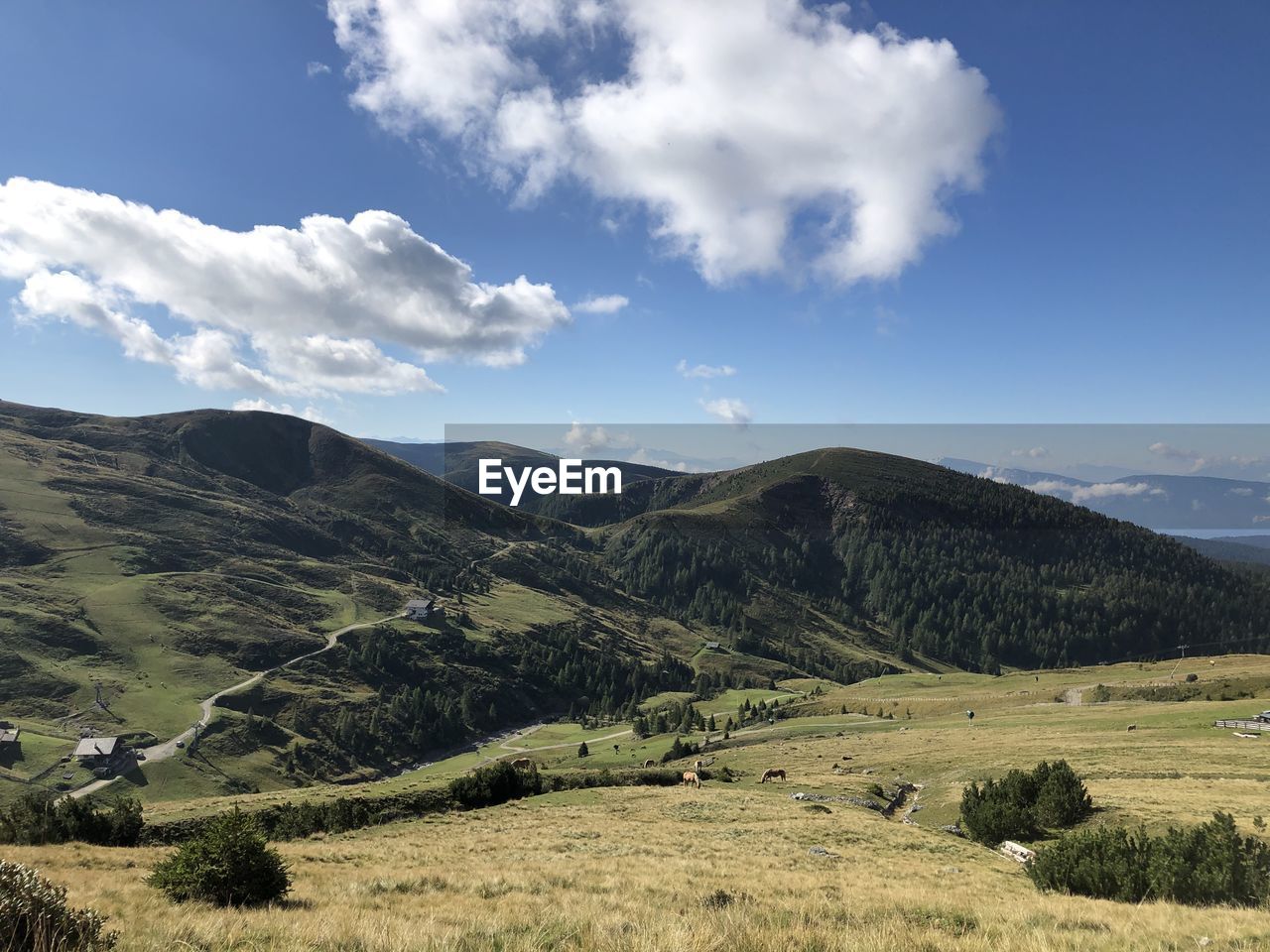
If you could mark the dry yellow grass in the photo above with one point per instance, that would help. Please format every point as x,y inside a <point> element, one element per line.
<point>629,870</point>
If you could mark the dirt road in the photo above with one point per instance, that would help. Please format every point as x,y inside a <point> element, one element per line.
<point>162,752</point>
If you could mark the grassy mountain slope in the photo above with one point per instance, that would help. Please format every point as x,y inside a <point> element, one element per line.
<point>167,557</point>
<point>460,463</point>
<point>948,565</point>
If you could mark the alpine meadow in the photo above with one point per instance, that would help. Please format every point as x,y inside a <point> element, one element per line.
<point>602,476</point>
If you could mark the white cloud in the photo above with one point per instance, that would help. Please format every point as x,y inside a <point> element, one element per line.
<point>589,439</point>
<point>726,130</point>
<point>703,371</point>
<point>316,304</point>
<point>309,413</point>
<point>602,303</point>
<point>645,458</point>
<point>1078,493</point>
<point>729,411</point>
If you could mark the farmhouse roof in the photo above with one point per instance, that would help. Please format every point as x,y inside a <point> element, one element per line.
<point>96,747</point>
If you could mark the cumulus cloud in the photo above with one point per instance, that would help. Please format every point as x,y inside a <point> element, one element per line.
<point>729,130</point>
<point>309,413</point>
<point>1227,465</point>
<point>645,458</point>
<point>729,411</point>
<point>601,303</point>
<point>589,439</point>
<point>1078,493</point>
<point>273,309</point>
<point>703,371</point>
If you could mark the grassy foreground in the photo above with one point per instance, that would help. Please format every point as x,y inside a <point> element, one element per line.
<point>728,866</point>
<point>642,870</point>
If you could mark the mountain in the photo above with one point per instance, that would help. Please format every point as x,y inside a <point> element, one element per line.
<point>951,566</point>
<point>460,463</point>
<point>1229,548</point>
<point>162,558</point>
<point>1151,500</point>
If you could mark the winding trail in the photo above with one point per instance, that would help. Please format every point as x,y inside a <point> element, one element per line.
<point>163,752</point>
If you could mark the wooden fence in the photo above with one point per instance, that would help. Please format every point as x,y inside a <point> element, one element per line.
<point>1243,725</point>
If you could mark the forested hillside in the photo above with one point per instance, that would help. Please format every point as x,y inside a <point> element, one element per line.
<point>955,567</point>
<point>167,557</point>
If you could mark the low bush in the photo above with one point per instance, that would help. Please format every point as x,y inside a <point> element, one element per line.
<point>497,783</point>
<point>227,865</point>
<point>35,916</point>
<point>1206,865</point>
<point>1021,803</point>
<point>41,819</point>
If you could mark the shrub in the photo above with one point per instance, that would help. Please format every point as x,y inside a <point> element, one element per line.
<point>35,916</point>
<point>1206,865</point>
<point>1020,803</point>
<point>497,783</point>
<point>39,819</point>
<point>1062,798</point>
<point>227,864</point>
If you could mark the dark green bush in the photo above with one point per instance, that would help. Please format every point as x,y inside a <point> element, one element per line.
<point>227,864</point>
<point>1206,865</point>
<point>1062,798</point>
<point>497,783</point>
<point>39,819</point>
<point>1021,803</point>
<point>35,916</point>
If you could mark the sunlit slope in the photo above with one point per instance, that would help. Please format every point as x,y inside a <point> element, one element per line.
<point>931,562</point>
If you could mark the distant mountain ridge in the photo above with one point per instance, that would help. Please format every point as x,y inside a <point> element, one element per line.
<point>1157,502</point>
<point>164,556</point>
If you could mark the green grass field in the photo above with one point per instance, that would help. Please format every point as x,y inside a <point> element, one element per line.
<point>728,866</point>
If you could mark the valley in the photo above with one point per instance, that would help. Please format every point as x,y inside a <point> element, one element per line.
<point>835,616</point>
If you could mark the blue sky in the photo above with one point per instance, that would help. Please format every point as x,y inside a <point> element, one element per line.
<point>1109,267</point>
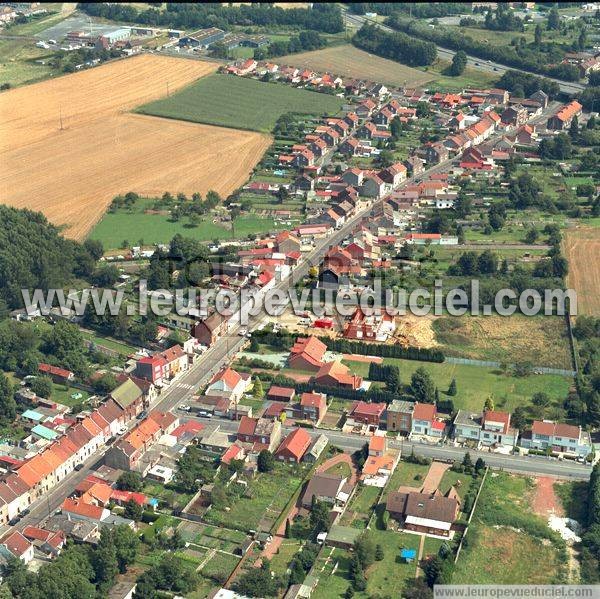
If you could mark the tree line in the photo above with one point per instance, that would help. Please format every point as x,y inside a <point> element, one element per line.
<point>522,56</point>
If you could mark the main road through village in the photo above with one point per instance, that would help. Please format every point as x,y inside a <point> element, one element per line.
<point>225,348</point>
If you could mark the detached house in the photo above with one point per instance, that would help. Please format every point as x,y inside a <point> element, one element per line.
<point>424,421</point>
<point>294,446</point>
<point>262,433</point>
<point>307,354</point>
<point>394,174</point>
<point>562,119</point>
<point>490,428</point>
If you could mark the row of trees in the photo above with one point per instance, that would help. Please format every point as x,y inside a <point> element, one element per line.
<point>33,255</point>
<point>321,17</point>
<point>521,56</point>
<point>396,46</point>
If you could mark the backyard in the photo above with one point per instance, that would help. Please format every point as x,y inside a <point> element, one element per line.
<point>507,542</point>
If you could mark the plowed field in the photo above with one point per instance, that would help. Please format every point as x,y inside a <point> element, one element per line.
<point>72,174</point>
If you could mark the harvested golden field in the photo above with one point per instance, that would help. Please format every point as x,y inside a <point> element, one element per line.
<point>540,340</point>
<point>582,249</point>
<point>31,113</point>
<point>349,61</point>
<point>72,174</point>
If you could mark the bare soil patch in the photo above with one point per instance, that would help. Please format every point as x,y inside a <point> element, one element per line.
<point>348,61</point>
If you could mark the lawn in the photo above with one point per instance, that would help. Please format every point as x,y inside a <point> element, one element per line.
<point>241,103</point>
<point>118,346</point>
<point>385,578</point>
<point>476,383</point>
<point>287,550</point>
<point>220,566</point>
<point>508,544</point>
<point>406,474</point>
<point>138,225</point>
<point>269,492</point>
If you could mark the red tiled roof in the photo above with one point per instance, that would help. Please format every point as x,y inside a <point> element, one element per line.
<point>368,409</point>
<point>424,411</point>
<point>296,443</point>
<point>75,506</point>
<point>17,544</point>
<point>247,425</point>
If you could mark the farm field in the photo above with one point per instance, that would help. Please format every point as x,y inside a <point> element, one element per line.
<point>349,61</point>
<point>135,225</point>
<point>229,101</point>
<point>476,383</point>
<point>542,341</point>
<point>508,543</point>
<point>77,177</point>
<point>582,249</point>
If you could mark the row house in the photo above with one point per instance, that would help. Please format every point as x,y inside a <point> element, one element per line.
<point>546,435</point>
<point>312,406</point>
<point>125,454</point>
<point>365,108</point>
<point>514,116</point>
<point>294,446</point>
<point>38,475</point>
<point>562,119</point>
<point>262,433</point>
<point>394,175</point>
<point>489,428</point>
<point>229,383</point>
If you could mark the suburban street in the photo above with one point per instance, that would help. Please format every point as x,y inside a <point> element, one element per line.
<point>513,463</point>
<point>182,390</point>
<point>567,87</point>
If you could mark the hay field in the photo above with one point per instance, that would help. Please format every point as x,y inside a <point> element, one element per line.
<point>349,61</point>
<point>582,249</point>
<point>73,174</point>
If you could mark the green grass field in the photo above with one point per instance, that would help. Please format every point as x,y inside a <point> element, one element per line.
<point>135,225</point>
<point>240,103</point>
<point>476,383</point>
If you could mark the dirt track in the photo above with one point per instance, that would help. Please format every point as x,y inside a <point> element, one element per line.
<point>72,174</point>
<point>582,248</point>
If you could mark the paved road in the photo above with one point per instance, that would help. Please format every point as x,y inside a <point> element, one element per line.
<point>473,61</point>
<point>223,352</point>
<point>528,465</point>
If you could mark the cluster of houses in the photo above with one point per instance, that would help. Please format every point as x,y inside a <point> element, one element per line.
<point>24,481</point>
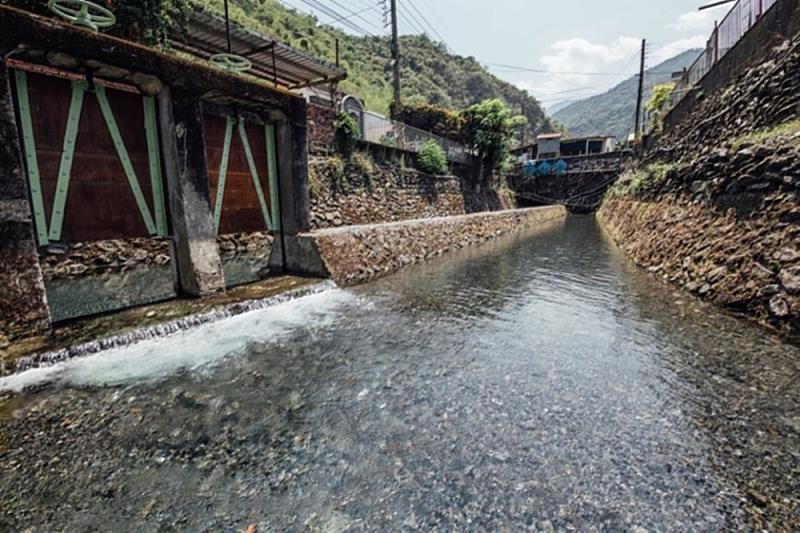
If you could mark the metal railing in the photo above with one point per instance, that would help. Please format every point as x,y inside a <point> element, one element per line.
<point>378,129</point>
<point>743,16</point>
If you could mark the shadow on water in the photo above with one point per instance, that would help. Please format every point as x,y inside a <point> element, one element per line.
<point>538,382</point>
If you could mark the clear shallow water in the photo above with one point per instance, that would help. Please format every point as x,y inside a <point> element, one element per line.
<point>536,383</point>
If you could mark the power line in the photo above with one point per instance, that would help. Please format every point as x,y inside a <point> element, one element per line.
<point>407,19</point>
<point>353,13</point>
<point>426,21</point>
<point>552,72</point>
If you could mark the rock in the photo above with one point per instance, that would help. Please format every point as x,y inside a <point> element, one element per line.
<point>790,279</point>
<point>778,306</point>
<point>786,255</point>
<point>770,290</point>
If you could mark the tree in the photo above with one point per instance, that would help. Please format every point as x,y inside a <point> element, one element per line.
<point>488,128</point>
<point>432,158</point>
<point>659,101</point>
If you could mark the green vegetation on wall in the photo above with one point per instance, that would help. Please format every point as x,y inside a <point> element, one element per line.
<point>488,129</point>
<point>613,113</point>
<point>430,74</point>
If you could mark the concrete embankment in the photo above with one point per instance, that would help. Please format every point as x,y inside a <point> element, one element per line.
<point>356,254</point>
<point>714,206</point>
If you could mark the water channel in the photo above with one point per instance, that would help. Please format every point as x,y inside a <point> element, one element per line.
<point>536,383</point>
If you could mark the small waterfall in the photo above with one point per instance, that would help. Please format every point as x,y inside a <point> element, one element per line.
<point>129,338</point>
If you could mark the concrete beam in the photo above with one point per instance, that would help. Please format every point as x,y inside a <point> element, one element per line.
<point>198,262</point>
<point>23,302</point>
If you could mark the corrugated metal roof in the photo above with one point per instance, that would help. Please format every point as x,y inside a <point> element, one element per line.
<point>272,60</point>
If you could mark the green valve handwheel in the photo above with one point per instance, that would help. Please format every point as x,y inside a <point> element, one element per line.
<point>83,13</point>
<point>231,62</point>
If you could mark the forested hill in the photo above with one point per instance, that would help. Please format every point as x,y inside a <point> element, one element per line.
<point>429,72</point>
<point>613,113</point>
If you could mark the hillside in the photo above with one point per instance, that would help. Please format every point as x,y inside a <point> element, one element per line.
<point>429,72</point>
<point>613,113</point>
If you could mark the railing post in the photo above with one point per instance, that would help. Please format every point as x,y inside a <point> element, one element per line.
<point>23,303</point>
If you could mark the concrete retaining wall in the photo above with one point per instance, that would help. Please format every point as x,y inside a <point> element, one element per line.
<point>778,24</point>
<point>357,254</point>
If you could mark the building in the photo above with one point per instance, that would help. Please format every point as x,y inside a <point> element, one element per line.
<point>555,146</point>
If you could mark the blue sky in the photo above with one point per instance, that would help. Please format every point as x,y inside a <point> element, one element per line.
<point>566,38</point>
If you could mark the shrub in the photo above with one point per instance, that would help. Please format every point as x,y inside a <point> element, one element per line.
<point>488,128</point>
<point>362,162</point>
<point>432,158</point>
<point>346,133</point>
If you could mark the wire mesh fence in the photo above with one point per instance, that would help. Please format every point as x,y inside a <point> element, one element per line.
<point>742,16</point>
<point>378,129</point>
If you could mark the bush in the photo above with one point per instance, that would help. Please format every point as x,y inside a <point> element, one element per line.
<point>432,158</point>
<point>488,128</point>
<point>363,163</point>
<point>346,133</point>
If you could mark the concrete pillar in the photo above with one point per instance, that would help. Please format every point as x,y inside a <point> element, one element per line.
<point>23,303</point>
<point>292,147</point>
<point>292,141</point>
<point>198,261</point>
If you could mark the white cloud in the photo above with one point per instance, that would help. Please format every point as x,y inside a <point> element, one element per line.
<point>578,68</point>
<point>674,48</point>
<point>573,65</point>
<point>695,21</point>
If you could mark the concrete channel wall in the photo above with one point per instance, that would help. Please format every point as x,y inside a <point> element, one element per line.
<point>181,93</point>
<point>356,254</point>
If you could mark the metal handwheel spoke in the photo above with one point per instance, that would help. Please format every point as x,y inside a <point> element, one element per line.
<point>251,163</point>
<point>83,13</point>
<point>231,62</point>
<point>223,172</point>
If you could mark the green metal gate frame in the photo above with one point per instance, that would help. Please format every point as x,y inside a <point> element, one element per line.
<point>156,225</point>
<point>271,214</point>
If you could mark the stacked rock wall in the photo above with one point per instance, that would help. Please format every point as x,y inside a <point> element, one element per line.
<point>346,194</point>
<point>715,205</point>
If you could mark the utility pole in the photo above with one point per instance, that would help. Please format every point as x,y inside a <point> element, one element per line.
<point>640,97</point>
<point>395,57</point>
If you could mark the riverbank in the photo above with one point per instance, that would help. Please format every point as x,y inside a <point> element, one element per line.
<point>714,205</point>
<point>748,266</point>
<point>357,254</point>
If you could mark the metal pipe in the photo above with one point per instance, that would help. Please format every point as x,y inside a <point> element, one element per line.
<point>228,26</point>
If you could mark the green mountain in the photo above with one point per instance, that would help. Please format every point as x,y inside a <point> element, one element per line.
<point>430,74</point>
<point>613,113</point>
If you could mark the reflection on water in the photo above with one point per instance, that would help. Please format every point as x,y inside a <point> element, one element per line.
<point>535,383</point>
<point>244,268</point>
<point>110,291</point>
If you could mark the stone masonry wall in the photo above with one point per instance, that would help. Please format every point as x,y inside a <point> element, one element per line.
<point>715,205</point>
<point>750,266</point>
<point>370,192</point>
<point>361,253</point>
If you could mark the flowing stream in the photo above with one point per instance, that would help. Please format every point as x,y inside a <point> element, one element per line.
<point>536,383</point>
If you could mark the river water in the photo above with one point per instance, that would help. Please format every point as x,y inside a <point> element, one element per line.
<point>537,383</point>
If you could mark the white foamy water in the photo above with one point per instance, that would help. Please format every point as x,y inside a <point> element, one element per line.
<point>158,358</point>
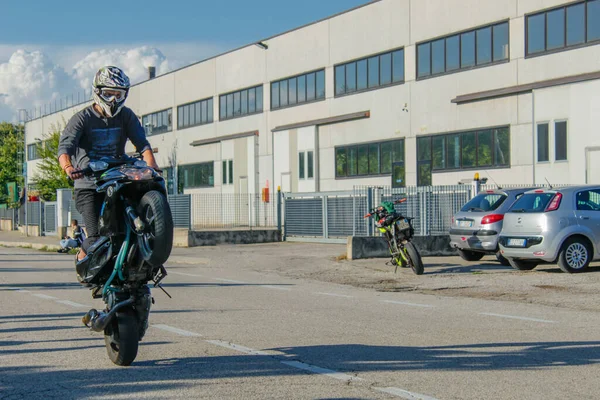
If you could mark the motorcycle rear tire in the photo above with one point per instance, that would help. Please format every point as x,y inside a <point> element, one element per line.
<point>122,338</point>
<point>414,258</point>
<point>156,244</point>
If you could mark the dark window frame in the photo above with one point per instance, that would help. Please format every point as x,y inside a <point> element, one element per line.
<point>460,67</point>
<point>566,47</point>
<point>547,147</point>
<point>224,117</point>
<point>556,122</point>
<point>181,170</point>
<point>348,147</point>
<point>366,58</point>
<point>156,114</point>
<point>192,105</point>
<point>305,101</point>
<point>494,164</point>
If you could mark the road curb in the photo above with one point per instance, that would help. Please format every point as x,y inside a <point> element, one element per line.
<point>28,245</point>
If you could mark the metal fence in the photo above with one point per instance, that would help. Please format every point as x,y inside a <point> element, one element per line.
<point>11,214</point>
<point>34,213</point>
<point>229,211</point>
<point>50,218</point>
<point>333,216</point>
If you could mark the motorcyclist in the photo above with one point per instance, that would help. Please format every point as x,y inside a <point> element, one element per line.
<point>100,130</point>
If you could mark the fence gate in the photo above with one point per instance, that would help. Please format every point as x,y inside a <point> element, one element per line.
<point>50,218</point>
<point>321,217</point>
<point>181,205</point>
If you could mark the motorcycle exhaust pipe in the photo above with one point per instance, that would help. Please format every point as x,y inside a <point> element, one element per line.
<point>100,320</point>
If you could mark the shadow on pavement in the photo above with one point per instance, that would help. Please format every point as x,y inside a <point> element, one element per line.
<point>175,373</point>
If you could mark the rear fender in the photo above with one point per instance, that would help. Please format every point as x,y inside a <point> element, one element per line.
<point>567,233</point>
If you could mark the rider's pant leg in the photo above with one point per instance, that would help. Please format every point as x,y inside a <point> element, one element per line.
<point>89,204</point>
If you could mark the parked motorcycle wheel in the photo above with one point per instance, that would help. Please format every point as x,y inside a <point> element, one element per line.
<point>414,258</point>
<point>121,338</point>
<point>157,241</point>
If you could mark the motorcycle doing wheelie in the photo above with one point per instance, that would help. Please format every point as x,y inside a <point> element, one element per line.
<point>136,238</point>
<point>398,232</point>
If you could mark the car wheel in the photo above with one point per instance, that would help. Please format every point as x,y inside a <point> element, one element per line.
<point>502,260</point>
<point>522,265</point>
<point>470,255</point>
<point>575,256</point>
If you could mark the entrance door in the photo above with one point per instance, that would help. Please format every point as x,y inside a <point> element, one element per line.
<point>592,167</point>
<point>286,182</point>
<point>243,205</point>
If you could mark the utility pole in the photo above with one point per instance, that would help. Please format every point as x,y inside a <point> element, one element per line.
<point>22,119</point>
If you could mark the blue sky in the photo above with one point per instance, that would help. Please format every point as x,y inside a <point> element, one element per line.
<point>231,22</point>
<point>51,49</point>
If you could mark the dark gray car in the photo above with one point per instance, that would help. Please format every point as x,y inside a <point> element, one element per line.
<point>476,227</point>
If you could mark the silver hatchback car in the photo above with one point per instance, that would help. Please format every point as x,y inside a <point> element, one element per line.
<point>476,227</point>
<point>555,225</point>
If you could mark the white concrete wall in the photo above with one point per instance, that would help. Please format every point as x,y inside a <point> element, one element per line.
<point>374,28</point>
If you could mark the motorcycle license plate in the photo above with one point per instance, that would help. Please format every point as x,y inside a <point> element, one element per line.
<point>516,242</point>
<point>403,224</point>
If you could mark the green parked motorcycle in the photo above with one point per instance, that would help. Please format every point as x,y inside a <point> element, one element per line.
<point>398,232</point>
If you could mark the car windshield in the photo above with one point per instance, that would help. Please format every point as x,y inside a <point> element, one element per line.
<point>532,203</point>
<point>484,202</point>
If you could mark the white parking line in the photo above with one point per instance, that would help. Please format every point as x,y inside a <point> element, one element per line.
<point>19,290</point>
<point>72,303</point>
<point>44,296</point>
<point>408,304</point>
<point>517,317</point>
<point>403,393</point>
<point>176,330</point>
<point>237,347</point>
<point>321,371</point>
<point>335,295</point>
<point>275,287</point>
<point>184,274</point>
<point>227,280</point>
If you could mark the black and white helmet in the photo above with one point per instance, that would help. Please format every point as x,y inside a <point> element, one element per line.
<point>110,89</point>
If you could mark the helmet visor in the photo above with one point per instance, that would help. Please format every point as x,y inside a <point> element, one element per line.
<point>110,94</point>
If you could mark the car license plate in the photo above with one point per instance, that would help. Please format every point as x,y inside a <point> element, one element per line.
<point>403,224</point>
<point>516,242</point>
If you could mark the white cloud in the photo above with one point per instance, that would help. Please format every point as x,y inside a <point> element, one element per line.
<point>29,78</point>
<point>134,63</point>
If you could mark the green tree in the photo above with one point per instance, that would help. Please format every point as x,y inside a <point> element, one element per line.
<point>11,151</point>
<point>50,176</point>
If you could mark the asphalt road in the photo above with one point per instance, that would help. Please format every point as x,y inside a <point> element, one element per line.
<point>234,332</point>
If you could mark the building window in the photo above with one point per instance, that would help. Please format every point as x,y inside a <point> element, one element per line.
<point>482,46</point>
<point>369,159</point>
<point>306,167</point>
<point>377,71</point>
<point>560,141</point>
<point>543,143</point>
<point>193,114</point>
<point>168,176</point>
<point>158,122</point>
<point>240,103</point>
<point>563,27</point>
<point>487,148</point>
<point>32,152</point>
<point>227,172</point>
<point>294,91</point>
<point>196,175</point>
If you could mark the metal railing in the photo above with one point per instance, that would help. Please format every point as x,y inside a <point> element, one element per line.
<point>60,104</point>
<point>230,211</point>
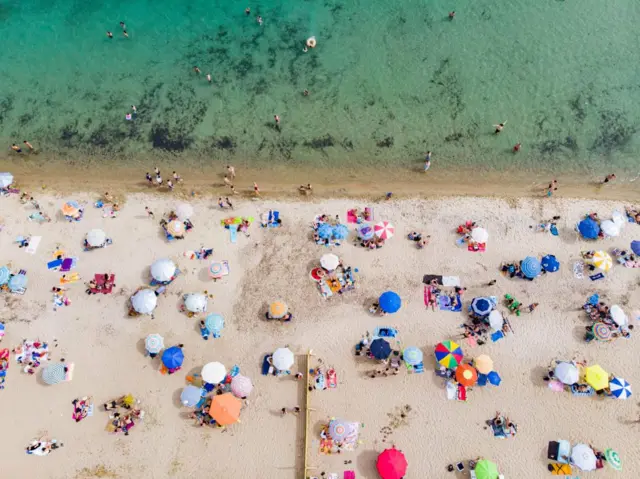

__WHAT YOU WILL DO__
Update the listing lines beginning with the line that contains "If you could mark the asphalt" and continuing through the line that contains "<point>234,332</point>", replacing "asphalt road" with "paved road" and leaving all else unchanged.

__RESPONSE TO THIS TASK__
If you could mark the paved road in the photo above with one point per instance, that would help. Please format every point as x,y inside a <point> element, one element per line.
<point>234,332</point>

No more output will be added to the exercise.